### TEXT FOR ANALYSIS
JALA Special Issue Highlights How Acoustic Droplet Ejection Enables Scientific Innovation
Acoustic droplet ejection (ADE) has been widely accepted as the state-of-the-art liquid handling solution in high-throughput screening, but the technology is now being applied in a rapidly growing set of applications. The JALA Special Issue, “Advancing Scientific Innovation with Acoustic Droplet Ejection,” features over twenty articles highlighting the revolutionary nature of ADE across a diverse set of applications.
ADE uses acoustic energy to transfer fluids without the use of pipette tips or pin tools. Sound waves eject precisely-sized droplets from the source liquid to a microplate, microscope slide, or other surface. Unparalleled precision, accuracy and speed, the ability to miniaturize assays, and more biologically relevant results are all demonstrated benefits. ADE has set new standards of performance for automated liquid handling and the JALA Special Issue highlights how ADE has fostered innovation in the fields of personalized medicine, synthetic biology, and drug combination therapy. Other articles focus on using ADE to improve results while reducing costs in genotyping, RNA interference, and cell-based assays. This Special Issue also dives into areas not often visited by JALA, including the impact of ADE on protein crystallography and mass spectrometry.
The Power of ADE High Precision and Unsurpassed Accuracy
Researchers currently using ADE will find new opportunities to use their systems. Researchers investigating ADE will find this issue will widen their horizons on how they could implement ADE in their labs. Scientists new to ADE may be surprised that a liquid handling technique can have such significant impact on their experiments and results.
The power of ADE — high precision, unsurpassed accuracy, elimination of leachates and sample binding, high speed and precision transfers — is breaking barriers in an ever growing number of applications.
######
### INFORMATION
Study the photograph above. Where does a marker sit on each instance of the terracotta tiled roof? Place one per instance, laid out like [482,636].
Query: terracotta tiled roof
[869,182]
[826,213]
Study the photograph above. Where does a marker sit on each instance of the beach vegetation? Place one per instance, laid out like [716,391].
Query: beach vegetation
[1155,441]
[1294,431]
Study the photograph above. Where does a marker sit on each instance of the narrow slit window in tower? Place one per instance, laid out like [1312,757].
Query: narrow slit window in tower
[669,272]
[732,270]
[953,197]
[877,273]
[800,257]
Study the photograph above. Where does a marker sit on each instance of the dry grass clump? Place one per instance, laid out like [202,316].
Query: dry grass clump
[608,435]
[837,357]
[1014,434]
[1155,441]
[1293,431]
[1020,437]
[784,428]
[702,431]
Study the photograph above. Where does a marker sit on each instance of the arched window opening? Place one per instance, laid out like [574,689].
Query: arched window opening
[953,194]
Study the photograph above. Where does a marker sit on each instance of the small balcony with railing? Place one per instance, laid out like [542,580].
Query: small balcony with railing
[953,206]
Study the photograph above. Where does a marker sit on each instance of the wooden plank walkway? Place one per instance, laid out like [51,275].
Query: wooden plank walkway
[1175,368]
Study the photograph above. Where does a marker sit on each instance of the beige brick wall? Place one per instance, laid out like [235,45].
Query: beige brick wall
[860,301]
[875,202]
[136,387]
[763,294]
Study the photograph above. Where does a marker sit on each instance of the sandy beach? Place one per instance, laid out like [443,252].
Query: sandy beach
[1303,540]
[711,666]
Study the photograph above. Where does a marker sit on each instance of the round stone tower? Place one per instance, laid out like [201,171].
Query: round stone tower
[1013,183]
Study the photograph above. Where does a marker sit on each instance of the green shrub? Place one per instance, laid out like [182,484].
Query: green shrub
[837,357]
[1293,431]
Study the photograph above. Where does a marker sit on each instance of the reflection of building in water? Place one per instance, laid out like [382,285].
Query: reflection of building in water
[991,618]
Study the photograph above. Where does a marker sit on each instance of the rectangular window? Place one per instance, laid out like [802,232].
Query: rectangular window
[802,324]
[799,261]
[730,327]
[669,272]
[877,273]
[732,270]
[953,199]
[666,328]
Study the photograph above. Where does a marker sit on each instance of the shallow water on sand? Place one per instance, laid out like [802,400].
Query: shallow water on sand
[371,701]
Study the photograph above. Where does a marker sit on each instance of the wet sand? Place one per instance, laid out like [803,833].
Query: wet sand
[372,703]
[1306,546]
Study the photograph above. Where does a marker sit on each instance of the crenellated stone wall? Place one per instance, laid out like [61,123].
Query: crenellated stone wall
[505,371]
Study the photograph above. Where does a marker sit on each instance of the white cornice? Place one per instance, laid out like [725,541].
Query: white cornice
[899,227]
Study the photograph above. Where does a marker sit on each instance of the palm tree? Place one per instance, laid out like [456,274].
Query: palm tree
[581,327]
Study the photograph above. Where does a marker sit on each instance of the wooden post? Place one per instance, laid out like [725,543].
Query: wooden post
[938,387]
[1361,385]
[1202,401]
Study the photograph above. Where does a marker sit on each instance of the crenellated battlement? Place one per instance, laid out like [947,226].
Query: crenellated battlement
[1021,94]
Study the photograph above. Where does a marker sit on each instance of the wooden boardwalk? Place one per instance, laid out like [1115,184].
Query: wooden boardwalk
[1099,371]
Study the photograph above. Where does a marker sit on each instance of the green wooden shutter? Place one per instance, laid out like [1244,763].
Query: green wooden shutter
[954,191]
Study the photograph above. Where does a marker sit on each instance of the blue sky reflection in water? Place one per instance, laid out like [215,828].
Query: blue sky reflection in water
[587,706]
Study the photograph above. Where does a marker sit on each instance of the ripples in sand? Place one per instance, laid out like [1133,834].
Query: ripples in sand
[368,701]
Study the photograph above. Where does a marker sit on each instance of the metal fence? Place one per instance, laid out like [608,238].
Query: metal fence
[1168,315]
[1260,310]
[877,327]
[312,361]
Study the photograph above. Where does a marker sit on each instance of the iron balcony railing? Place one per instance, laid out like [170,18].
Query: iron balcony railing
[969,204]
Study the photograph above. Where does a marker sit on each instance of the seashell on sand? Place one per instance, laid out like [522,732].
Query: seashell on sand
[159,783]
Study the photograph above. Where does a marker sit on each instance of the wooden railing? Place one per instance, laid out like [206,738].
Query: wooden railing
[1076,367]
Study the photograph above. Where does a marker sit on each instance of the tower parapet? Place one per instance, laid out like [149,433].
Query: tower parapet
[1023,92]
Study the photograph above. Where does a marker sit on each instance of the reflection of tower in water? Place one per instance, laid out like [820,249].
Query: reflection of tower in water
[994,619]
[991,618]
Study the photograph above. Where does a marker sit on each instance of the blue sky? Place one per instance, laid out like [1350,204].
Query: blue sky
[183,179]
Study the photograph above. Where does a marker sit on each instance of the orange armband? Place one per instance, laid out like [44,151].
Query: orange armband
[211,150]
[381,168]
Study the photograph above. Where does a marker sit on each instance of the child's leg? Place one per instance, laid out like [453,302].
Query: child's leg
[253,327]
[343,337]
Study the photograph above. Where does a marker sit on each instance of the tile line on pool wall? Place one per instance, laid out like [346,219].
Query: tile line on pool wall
######
## TASK TO COMPLETE
Which two areas not often visited by JALA does the acoustic droplet ejection text say the Special Issue explores?

## EXERCISE SOLUTION
Protein crystallography and mass spectrometry.